REQUEST:
Please update the lines of every record below by swapping "pick planner" for "grasp planner" and changing nothing else. Leave the pictures out of your answer.

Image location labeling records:
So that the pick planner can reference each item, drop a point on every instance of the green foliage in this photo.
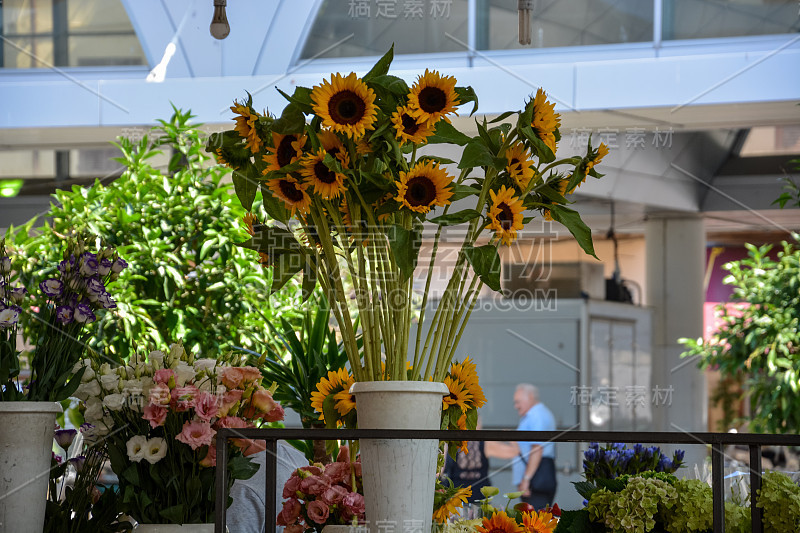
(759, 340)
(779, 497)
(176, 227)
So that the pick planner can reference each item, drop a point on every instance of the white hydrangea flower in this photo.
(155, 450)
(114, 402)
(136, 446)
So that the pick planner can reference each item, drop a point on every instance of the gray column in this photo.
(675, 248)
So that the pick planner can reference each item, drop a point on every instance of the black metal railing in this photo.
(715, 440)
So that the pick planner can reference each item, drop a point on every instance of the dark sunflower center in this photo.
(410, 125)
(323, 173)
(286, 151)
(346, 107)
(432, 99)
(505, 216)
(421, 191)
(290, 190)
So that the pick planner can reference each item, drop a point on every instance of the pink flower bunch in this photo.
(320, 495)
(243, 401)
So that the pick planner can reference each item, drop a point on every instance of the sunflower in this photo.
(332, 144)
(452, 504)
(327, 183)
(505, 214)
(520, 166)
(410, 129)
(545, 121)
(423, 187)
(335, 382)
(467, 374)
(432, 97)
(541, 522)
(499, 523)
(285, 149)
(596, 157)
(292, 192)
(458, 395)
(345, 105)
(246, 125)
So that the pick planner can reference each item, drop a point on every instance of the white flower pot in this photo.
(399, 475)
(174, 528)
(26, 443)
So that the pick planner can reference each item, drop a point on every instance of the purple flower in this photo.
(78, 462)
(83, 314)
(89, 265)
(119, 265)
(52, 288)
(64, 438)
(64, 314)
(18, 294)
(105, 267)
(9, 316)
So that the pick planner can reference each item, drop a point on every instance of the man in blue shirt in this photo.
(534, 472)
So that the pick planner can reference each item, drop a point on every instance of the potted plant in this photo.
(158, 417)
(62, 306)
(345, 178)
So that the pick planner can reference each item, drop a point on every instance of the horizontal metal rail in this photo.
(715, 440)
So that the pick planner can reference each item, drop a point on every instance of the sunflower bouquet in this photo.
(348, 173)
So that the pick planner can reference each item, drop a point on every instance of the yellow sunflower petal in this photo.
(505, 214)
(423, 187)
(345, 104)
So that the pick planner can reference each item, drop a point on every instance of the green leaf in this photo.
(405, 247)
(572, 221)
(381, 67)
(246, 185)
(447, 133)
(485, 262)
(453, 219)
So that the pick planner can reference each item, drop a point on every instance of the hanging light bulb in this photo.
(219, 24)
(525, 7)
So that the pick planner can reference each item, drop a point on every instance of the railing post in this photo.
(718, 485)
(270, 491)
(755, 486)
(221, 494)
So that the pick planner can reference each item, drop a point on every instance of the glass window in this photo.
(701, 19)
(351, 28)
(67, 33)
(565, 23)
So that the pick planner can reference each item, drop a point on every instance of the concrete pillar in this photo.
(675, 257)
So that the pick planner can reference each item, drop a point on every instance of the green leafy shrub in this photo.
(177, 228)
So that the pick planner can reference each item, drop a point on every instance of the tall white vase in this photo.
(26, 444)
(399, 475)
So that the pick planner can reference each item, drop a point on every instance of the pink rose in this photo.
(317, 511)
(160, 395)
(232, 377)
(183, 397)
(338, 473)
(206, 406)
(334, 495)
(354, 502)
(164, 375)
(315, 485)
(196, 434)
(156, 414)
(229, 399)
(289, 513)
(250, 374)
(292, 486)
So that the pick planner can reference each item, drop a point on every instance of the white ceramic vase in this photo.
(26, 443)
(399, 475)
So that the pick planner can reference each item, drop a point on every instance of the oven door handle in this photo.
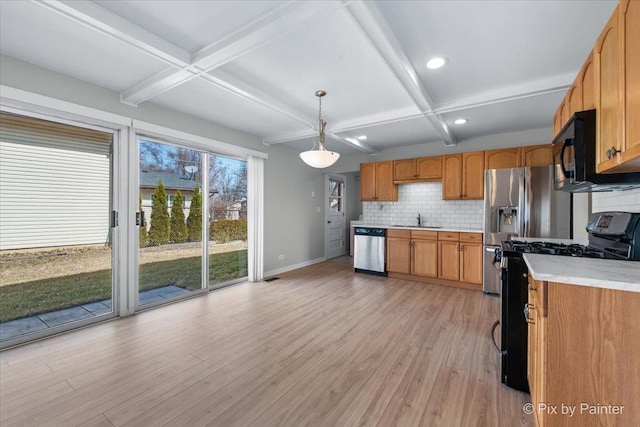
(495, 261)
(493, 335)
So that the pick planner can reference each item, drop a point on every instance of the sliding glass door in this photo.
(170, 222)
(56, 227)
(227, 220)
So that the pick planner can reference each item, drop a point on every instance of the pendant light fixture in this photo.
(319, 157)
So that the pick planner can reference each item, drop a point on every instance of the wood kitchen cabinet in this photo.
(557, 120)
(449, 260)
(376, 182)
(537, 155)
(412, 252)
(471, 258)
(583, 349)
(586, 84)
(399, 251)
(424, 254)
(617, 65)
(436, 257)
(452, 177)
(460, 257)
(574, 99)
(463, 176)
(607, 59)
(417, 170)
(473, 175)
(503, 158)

PROBLEM SOLUTION:
So that the grasp planner can reference each item, drop a point on every instance of the green foliage in this photo.
(759, 340)
(779, 497)
(176, 227)
So that the grasp planner can reference each item, drop a point on every instance of the white hydrangea flower in this photo.
(155, 450)
(114, 402)
(136, 446)
So that the grasp planner can reference each item, drop a point on every instance of the gray column in this photo.
(675, 248)
So that the grasp planner can reference each item, drop a point on every instance of the black metal railing in this photo.
(715, 440)
So that the grasp planner can reference each item, drop a point on every instance of the dark sunflower center in this photo.
(410, 125)
(323, 173)
(286, 151)
(346, 107)
(432, 99)
(505, 216)
(421, 191)
(290, 190)
So that the grasp planner can reference each item, drop a point on every instance of the pink flower bunch in this photo.
(320, 495)
(243, 401)
So that the grasp planner can reference each item, drop a point on every instance of the sunflower in this photo.
(332, 144)
(452, 504)
(327, 183)
(505, 214)
(520, 166)
(410, 129)
(545, 121)
(423, 187)
(335, 382)
(467, 374)
(432, 97)
(541, 522)
(499, 523)
(285, 149)
(596, 157)
(292, 192)
(458, 395)
(345, 105)
(246, 125)
So that the grasp planner can reference each item, drop a point on every instance of the white flower pot in this photo.
(399, 475)
(174, 528)
(26, 443)
So that the grasp planner can reference each item, drop a point on every instance of the purple flower in this photo.
(78, 462)
(83, 314)
(89, 265)
(119, 265)
(52, 288)
(64, 438)
(64, 314)
(18, 294)
(105, 267)
(9, 316)
So that the grasp planner can reference each item, drop a point on every instance of the man in blue shirt in this photo.
(534, 472)
So that the grasp planner can reference each item, drop a point on every instance of the potted plant in this photo.
(158, 417)
(62, 306)
(345, 178)
So that the grasp planner can reference each item, drop a point on every instance of the horizontal metal rail in this photo.
(715, 440)
So that the grasp planner can reference each item, drop a point on every instance of the sunflower bouquet in this photo.
(348, 173)
So that the grasp planner can reference each item, drop a point on every instance of the yellow sunflower petal in this photo.
(505, 214)
(423, 187)
(345, 104)
So that the grasp planner can reference each item, drop a point on every instance of the green leaf in this photo.
(405, 247)
(572, 221)
(381, 67)
(246, 185)
(447, 133)
(485, 262)
(453, 219)
So that the grasp planner can reference each item, drop a point on every instance of the hanging light bulb in this photo.
(219, 24)
(525, 7)
So that the grasp planner can reference each item, drop a point on every instance of the railing post in this photo.
(718, 485)
(270, 491)
(755, 486)
(221, 494)
So that the grasp planner can reference each item, drop a point on every instance of the glass window in this photo.
(701, 19)
(351, 28)
(67, 33)
(565, 23)
So that the grasp planner can reference each item, drop a point on every instance of the concrete pillar in this photo.
(675, 257)
So that the grasp planner can reference each item, drop a point on every instance of the green leafy shrub in this photo.
(177, 228)
So that the grasp planner can reference each item, drop a point on every instance of the tall white vase in this photo.
(26, 444)
(399, 475)
So that the grasp planner can reference each item, drop a point on every instance of the pink rose in this photo.
(317, 511)
(160, 395)
(232, 377)
(183, 397)
(338, 473)
(206, 406)
(334, 495)
(354, 502)
(164, 375)
(315, 485)
(196, 434)
(156, 414)
(229, 399)
(289, 513)
(250, 374)
(292, 486)
So that the grasp planner can reference each item, drop a point on every instance of the white ceramic vase in this photo.
(26, 443)
(399, 475)
So that the grasp planner can reference each item, drop a point on every instance of the oven door handle in this photo.
(495, 261)
(493, 335)
So that the grasp planner can reference each item, drop a point on every instance of the sliding glass door in this photo.
(170, 222)
(56, 227)
(227, 220)
So that the grasp planner can reference each item, drop a point on every instance of the pendant light fixture in this photo.
(319, 157)
So that the grasp planner can reference each item, drop a point on every instance of the wood kitchen cabinet in this photo.
(557, 120)
(449, 260)
(376, 182)
(537, 155)
(412, 252)
(471, 258)
(583, 349)
(586, 84)
(399, 251)
(424, 254)
(617, 65)
(436, 257)
(452, 177)
(460, 257)
(574, 99)
(463, 176)
(607, 59)
(417, 170)
(473, 175)
(503, 158)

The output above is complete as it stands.